Environmental Illness – EI: many long-practicing clinicians who coined the phrase favour this name, especially in the U.S. and it is used interchangeably with MCS. This illness is environmental, without any doubt, and this term was coined many decades ago to describe the way in which people got sick from environmental incitants. However, today we know that there are many environmental illnesses so it seems to me not the best name to use.
Environmental Hypersensitivity – EH: this has become the official nomenclature of the Canadian federal government and is used in its documents and proclamation.
Another common term that’s similar is Environmental Sensitivity, ES, which seems very popular in some jurisdictions, including in Ontario where I live.
Chemical Sensitivity – CS; and Chemical Hypersensitivity — CH –– also used, also accurate, preferred by clinicians who just hate the term MCS because of their long standing battle to assert toxic injury as the causation of the disease, but still not inherently a particular improvement on MCS.

● ● ● ●

Tasks for this exercise:
a) Copy the stretch of the passage on illness names from "Another common term" through "where I live.".
b) Answer these questions using the passage on illness names:
(i) Which term has become the official nomenclature of the Canadian federal government?
(ii) Where does the writer live?
(iii) Why do some clinicians hate the term MCS?
The data after this point is separate from the passage on illness names.

Provided information:
● ● ● ●

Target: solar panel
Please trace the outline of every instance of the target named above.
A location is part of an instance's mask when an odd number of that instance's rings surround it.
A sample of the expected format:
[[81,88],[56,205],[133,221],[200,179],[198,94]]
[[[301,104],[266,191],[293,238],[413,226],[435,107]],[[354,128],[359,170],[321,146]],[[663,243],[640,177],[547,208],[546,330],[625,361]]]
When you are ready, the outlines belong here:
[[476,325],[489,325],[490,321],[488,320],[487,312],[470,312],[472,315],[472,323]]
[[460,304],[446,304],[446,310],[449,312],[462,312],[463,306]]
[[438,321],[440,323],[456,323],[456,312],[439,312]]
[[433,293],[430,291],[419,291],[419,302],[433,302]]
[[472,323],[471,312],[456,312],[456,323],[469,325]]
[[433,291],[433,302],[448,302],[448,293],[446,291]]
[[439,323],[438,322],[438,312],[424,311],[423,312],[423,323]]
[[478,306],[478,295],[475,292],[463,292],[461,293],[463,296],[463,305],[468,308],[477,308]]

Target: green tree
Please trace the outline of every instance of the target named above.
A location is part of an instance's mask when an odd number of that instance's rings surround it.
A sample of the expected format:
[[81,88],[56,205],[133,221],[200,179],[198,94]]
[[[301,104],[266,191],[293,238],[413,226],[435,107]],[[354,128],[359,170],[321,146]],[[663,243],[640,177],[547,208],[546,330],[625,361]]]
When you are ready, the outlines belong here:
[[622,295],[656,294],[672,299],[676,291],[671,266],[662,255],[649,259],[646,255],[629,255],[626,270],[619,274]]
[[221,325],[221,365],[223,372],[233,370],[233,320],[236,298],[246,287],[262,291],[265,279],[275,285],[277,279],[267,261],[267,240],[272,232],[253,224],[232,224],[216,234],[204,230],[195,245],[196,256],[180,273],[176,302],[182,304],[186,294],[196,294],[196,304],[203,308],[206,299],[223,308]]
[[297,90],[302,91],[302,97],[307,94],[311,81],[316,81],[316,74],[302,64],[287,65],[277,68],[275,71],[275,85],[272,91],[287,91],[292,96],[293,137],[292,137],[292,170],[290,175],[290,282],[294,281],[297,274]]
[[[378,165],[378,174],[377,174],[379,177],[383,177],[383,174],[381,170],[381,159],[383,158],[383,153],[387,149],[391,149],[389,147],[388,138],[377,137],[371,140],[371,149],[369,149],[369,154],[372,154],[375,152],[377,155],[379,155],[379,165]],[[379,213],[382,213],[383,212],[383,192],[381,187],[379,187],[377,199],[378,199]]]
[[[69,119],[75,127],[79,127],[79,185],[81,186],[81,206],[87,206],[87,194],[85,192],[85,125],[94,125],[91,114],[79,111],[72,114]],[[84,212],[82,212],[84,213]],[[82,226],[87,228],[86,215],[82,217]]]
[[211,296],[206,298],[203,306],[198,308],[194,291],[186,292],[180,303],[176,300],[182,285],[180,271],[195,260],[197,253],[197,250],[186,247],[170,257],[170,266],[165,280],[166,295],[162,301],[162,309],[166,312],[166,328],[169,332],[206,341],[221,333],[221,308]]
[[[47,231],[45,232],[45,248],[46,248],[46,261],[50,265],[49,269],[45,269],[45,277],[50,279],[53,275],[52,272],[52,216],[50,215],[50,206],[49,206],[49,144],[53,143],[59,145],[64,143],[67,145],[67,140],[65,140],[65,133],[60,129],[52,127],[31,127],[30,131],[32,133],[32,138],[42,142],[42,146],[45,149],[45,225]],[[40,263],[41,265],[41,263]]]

● ● ● ●

Set of answers:
a)
Another common term that’s similar is Environmental Sensitivity, ES, which seems very popular in some jurisdictions, including in Ontario where I live.

b)
(i) Environmental Hypersensitivity (EH)
(ii) Ontario
(iii) Because of their long-standing battle to assert toxic injury as the causation of the disease